## start Records to process

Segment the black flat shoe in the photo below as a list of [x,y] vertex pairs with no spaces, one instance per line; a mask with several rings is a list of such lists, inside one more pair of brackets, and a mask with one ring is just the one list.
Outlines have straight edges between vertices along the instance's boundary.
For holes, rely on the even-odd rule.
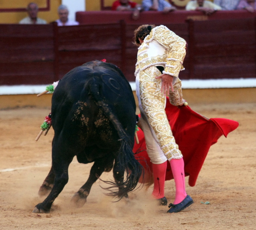
[[166,206],[167,205],[167,199],[165,197],[162,198],[157,199],[156,200],[158,202],[158,204],[161,206]]
[[172,212],[178,212],[182,211],[186,208],[188,207],[190,204],[194,203],[192,198],[189,195],[187,196],[180,203],[177,204],[170,204],[168,207],[170,208],[167,211],[167,213],[172,213]]

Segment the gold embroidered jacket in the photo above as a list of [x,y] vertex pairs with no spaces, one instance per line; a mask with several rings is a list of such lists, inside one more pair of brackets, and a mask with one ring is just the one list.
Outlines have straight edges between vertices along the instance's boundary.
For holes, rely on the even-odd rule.
[[164,68],[163,73],[173,76],[174,92],[170,90],[170,102],[174,106],[183,103],[181,82],[178,76],[183,70],[186,43],[164,26],[154,28],[138,48],[135,76],[152,66]]

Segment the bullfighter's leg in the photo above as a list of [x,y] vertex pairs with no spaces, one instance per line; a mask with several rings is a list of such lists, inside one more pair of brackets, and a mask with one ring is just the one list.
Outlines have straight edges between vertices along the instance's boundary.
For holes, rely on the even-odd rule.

## end Records to process

→ **What you are asked to do**:
Could you write out all of the lines above again, requests included, with every vertex coordinate in the answers shifted by -92 and the pictures left out?

→ **In response**:
Segment the black flat shoe in the photo below as a list of [x,y] vertex pairs with no spaces, one instance per line; a mask with several rings is a list of such lists, inside one more pair of brackets, and a mask with one ring is just the one list.
Outlines have straight edges between vertices along the instance's boundary.
For holes, rely on the even-odd rule.
[[74,114],[75,113],[75,107],[73,105],[70,106],[65,107],[64,108],[66,110],[66,112],[69,114]]
[[80,120],[86,120],[90,119],[94,116],[96,115],[98,112],[102,111],[100,106],[97,103],[95,104],[88,111],[85,112],[78,112],[76,115],[78,116],[75,119],[75,121],[80,121]]

Segment the gold embroidered jacket in the photo above as a list of [x,y] vertex pairs with no spaces, one instance per line; a mask with several rings is a list of such lists, inside one more pair of brackets, and a mask with one ring is just the one list.
Outlines have straight edges between vertices along the instance's boundary.
For holes, rely on the even-odd rule.
[[72,-24],[71,-19],[81,-16],[82,0],[78,-2],[78,10],[82,14],[91,11],[89,-10],[86,-16],[91,-22],[94,-49],[72,-66],[62,-64],[46,-44],[43,-16],[60,-26]]

Segment the bullfighter's leg in the photo above as a list of [x,y] vertex pairs with no spaces, one instance per line; a mask with several rings is a list of such lists, inside one more pair of brackets, and a mask with one ring is just the one list.
Outlines have straight edges between vertices along the instance's boundary.
For holes, rely on the even-odd rule.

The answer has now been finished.